[start PROVIDED INFORMATION]

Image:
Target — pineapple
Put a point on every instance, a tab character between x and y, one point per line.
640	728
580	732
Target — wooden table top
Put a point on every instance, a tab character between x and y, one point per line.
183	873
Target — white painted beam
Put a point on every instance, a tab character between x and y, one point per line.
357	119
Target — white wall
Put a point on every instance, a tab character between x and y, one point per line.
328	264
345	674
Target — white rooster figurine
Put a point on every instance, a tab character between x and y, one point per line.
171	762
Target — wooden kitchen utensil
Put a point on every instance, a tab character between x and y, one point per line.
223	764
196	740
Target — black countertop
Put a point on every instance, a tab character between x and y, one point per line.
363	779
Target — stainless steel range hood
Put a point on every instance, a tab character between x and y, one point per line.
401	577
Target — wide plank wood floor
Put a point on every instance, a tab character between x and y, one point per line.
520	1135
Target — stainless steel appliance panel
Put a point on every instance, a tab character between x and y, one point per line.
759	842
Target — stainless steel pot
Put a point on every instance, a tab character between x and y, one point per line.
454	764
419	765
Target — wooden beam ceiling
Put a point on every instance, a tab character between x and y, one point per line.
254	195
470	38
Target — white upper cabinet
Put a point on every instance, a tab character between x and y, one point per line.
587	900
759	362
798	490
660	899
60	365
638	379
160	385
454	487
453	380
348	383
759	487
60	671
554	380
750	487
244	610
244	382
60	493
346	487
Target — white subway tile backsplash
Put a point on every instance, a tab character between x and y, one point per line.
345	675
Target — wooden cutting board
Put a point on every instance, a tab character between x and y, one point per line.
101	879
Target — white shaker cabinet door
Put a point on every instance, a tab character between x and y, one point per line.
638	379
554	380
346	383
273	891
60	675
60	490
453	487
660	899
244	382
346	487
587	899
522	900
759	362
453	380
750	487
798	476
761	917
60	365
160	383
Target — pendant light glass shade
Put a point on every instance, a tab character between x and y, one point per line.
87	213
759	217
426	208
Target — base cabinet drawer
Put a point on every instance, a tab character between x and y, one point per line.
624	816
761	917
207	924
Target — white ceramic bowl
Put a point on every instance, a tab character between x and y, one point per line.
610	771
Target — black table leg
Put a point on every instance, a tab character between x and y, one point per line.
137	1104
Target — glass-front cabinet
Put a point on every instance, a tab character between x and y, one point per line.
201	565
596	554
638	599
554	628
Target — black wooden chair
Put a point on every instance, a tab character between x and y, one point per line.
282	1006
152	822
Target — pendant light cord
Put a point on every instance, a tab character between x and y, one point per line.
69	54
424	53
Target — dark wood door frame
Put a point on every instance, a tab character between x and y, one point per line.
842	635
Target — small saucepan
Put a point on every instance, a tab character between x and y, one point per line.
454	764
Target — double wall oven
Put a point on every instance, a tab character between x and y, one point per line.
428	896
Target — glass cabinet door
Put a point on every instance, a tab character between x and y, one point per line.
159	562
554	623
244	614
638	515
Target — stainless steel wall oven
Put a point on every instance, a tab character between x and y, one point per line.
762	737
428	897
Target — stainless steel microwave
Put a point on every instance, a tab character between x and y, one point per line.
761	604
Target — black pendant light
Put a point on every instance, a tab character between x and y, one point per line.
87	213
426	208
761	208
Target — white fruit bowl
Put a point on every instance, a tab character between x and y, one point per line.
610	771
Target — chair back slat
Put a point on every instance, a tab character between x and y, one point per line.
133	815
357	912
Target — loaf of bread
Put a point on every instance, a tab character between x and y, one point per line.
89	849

[end PROVIDED INFORMATION]

GOAL >>
Reproduce the records word for word, starting at the line that contains "Target — white fruit bowl" and ending at the final line of the records, with both ends included.

EXERCISE RESULT >>
Target — white fruit bowl
Put a point on every instance, a tab character between x and y, one point per line.
610	771
Target — chair back slat
Put a point on every instance, a tab character between x and y, one point per line.
133	815
357	912
Target — loaf of bread
Put a point on every instance, a tab character between x and y, one point per line.
89	849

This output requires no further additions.